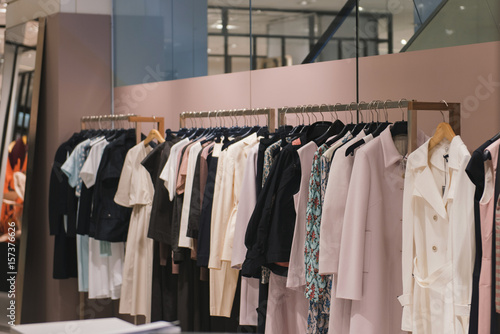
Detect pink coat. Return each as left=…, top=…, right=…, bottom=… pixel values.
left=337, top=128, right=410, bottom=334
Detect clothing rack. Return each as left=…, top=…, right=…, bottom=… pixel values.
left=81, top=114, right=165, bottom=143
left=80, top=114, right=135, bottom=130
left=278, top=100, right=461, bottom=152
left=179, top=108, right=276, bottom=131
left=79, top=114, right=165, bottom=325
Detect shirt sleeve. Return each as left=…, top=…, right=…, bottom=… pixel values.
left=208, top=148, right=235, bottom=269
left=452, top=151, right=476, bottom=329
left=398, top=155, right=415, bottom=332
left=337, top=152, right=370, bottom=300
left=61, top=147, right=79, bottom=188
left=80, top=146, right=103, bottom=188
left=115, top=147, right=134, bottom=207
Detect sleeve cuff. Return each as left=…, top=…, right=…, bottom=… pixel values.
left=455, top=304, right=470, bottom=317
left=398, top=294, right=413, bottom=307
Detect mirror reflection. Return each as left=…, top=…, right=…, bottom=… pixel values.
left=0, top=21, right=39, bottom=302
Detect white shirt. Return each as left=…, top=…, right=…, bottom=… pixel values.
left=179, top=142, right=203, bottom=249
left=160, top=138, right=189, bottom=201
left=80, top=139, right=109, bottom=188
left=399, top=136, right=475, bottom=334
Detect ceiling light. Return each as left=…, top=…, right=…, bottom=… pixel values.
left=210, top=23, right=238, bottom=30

####################

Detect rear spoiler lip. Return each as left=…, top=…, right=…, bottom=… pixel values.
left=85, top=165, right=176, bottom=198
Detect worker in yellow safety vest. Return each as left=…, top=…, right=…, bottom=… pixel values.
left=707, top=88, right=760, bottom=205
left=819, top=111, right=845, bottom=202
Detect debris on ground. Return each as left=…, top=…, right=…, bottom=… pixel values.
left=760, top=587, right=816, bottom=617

####################

Aim of the exercise:
Set down the material verbatim, starting at the line that contains "Detect sleeve cuff." and stopping after the line that contains "left=398, top=294, right=413, bottom=307".

Answer to this exercise:
Detect sleeve cuff. Return each as left=…, top=…, right=…, bottom=… pixel values.
left=455, top=304, right=470, bottom=317
left=398, top=294, right=413, bottom=307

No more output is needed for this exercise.